- Passage given
##############################

Notice: The WebPlatform project, supported by various stewards between 2012 and 2015, has been discontinued. This site is now available on github.

March 2015 Infrastructure change log since 2013

List of high level Infrastructure changes we’ve worked on in the last two years.

Should cover;

  • Which individual software we run, pieces involved, what needs each piece fulfills
  • Software we got rid of (e.g. web based IRC client, GlusterFS, etc)
  • New components
  • We weren’t assured of long term free hosting form HP, thankfully DreamHost took charge of us
  • Automation improvements
  • Overview of lessons learned, and wins

On a related note, there are also notes in the 201410 report published last year and in the 2014 Improvement plan page.

Software we currently use

Web applications we host

Resource Software Deployment repository Location
Home page [DocPad](https://docpad.org/) [repository](https://github.com/webplatform/www.webplatform.org) [webplatform.org/](http://webplatform.org/)
wiki ([version](/Special:Version)) [MediaWiki](https://www.mediawiki.org/wiki/MediaWiki) using Wikimedia Foundation ("wmf/1.24wmfX") continuous release branches [repository](https://github.com/webplatform/mediawiki) [docs.webplatform.org/wiki/](/docs/)

##############################

- Supplied data

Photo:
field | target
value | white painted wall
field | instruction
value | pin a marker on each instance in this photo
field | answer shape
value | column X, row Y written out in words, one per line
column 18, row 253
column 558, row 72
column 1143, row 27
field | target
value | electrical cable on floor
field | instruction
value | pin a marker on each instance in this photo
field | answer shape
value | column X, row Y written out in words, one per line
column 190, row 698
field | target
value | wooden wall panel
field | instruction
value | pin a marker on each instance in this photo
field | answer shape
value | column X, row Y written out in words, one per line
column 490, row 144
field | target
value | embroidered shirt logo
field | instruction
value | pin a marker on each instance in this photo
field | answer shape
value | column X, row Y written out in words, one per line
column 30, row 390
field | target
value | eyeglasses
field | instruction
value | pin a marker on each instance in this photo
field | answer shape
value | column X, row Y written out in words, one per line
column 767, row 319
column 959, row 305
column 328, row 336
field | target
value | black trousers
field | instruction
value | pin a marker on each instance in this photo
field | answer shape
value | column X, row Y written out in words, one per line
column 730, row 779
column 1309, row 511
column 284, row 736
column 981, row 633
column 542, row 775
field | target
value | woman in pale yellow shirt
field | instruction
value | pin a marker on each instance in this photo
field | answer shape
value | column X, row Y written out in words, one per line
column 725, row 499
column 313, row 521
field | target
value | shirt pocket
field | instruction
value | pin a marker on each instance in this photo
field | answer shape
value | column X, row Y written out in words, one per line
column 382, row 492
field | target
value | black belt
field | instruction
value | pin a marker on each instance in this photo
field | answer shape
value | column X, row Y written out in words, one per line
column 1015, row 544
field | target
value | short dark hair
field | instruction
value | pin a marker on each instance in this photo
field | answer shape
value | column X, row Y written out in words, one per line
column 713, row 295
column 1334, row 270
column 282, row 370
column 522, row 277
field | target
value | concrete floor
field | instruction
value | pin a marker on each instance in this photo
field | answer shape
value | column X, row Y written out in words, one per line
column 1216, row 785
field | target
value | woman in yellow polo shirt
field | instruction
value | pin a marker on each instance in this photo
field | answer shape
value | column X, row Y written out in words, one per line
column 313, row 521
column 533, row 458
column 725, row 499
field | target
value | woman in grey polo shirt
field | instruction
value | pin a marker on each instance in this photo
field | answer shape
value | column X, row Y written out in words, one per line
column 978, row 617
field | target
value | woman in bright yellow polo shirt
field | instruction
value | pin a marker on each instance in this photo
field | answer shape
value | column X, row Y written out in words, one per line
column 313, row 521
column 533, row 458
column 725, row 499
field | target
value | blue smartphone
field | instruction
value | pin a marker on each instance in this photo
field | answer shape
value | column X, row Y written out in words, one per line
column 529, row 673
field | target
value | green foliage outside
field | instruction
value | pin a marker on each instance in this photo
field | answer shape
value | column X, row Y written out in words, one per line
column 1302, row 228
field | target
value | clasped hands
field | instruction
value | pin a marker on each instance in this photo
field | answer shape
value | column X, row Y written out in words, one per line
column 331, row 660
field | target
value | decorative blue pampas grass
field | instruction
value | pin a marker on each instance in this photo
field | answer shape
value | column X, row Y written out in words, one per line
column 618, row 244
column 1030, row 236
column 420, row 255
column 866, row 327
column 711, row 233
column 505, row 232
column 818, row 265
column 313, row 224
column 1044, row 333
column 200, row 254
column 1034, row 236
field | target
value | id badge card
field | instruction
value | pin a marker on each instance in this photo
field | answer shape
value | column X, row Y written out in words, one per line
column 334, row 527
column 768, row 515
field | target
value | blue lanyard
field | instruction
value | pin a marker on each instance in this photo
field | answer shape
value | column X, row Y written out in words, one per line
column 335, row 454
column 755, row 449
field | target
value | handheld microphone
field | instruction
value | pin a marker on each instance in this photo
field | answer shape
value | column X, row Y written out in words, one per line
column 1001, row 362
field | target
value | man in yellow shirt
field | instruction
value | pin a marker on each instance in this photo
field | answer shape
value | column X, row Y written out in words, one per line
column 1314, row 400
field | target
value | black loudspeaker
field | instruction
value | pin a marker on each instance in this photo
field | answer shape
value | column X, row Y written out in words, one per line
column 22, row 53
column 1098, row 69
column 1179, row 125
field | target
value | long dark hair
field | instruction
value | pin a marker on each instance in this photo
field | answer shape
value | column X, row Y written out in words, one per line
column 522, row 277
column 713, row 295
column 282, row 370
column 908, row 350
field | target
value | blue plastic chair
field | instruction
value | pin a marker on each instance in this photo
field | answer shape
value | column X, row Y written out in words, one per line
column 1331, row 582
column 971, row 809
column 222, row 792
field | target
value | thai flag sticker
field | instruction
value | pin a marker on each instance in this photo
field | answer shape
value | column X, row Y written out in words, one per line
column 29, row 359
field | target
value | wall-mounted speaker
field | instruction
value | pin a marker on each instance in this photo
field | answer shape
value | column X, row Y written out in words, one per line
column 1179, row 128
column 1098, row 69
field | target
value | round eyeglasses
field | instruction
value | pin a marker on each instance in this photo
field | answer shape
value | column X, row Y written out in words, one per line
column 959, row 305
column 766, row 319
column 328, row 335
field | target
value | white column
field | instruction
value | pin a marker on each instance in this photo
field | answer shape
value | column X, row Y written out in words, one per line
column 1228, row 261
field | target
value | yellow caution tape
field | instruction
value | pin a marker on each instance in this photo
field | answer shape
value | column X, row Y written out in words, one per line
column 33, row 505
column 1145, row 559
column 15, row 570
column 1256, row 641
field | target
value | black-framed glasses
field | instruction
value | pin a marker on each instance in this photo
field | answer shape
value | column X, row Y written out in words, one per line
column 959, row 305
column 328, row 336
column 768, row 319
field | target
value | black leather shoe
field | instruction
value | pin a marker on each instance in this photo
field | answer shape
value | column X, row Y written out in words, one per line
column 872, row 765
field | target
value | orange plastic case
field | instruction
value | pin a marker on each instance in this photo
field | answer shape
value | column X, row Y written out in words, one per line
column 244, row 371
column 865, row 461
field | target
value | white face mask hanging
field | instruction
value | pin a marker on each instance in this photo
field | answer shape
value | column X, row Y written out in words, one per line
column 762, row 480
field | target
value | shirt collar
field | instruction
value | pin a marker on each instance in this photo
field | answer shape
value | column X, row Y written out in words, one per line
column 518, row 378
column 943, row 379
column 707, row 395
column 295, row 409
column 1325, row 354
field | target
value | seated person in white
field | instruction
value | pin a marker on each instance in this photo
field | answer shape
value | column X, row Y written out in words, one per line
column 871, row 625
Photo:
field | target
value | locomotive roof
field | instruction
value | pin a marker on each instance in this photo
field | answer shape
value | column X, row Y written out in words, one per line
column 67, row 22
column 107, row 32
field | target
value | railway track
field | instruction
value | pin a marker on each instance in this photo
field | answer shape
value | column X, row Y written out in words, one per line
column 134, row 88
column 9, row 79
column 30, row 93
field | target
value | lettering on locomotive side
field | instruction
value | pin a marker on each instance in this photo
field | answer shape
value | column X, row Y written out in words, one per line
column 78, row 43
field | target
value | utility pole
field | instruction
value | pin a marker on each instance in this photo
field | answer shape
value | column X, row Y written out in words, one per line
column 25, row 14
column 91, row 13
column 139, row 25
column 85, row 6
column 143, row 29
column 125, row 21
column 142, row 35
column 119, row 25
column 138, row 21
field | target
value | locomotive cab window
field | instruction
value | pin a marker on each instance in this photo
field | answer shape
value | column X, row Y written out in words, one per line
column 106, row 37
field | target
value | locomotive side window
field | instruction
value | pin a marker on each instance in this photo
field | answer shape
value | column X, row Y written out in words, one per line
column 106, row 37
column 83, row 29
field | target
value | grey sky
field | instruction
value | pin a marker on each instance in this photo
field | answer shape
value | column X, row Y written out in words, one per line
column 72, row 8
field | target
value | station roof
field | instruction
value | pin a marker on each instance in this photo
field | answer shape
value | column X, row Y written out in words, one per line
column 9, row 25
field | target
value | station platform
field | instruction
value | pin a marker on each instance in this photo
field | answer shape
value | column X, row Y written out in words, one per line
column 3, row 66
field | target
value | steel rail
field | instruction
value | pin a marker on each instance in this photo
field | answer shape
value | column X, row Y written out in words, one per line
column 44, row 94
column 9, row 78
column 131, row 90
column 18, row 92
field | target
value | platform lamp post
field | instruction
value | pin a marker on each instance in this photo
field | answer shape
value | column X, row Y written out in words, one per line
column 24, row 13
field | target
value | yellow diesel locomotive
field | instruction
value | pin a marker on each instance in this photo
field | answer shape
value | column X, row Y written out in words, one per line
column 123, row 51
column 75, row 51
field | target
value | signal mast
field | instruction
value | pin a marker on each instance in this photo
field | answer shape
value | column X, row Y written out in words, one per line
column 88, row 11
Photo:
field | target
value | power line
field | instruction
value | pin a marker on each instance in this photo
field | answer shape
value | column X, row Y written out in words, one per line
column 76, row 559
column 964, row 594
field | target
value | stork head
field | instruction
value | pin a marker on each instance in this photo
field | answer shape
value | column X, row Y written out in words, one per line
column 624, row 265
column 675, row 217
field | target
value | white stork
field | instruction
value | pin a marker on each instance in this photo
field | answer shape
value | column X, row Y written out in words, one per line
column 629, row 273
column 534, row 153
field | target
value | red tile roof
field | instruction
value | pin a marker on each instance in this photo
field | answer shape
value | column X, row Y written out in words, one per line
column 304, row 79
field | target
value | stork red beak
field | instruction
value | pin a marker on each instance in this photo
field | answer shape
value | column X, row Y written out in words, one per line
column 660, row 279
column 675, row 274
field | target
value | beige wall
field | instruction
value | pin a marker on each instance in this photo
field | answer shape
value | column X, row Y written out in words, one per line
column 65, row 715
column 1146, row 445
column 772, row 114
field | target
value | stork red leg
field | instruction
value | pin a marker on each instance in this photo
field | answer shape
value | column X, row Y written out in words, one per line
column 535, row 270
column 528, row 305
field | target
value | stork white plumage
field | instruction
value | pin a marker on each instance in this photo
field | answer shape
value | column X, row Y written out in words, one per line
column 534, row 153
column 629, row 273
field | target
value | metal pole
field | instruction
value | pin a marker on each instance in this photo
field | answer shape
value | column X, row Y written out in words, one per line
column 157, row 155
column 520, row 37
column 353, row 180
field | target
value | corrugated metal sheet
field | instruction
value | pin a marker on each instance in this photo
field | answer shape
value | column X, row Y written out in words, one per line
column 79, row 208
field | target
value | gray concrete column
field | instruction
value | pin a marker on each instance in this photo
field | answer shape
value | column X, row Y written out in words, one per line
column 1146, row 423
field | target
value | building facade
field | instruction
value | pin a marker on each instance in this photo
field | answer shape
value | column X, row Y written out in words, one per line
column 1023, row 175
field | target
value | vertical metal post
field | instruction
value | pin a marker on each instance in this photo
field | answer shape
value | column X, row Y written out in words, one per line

##############################

- Your task
Answer these from the infrastructure change log:
(a) Which company took charge of hosting when long-term free hosting from HP was not assured?
(b) What software runs the home page?
(c) What software runs the wiki?
The material is not needed here.

- The response
(a) DreamHost.
(b) DocPad.
(c) MediaWiki, using Wikimedia Foundation ("wmf/1.24wmfX") continuous release branches.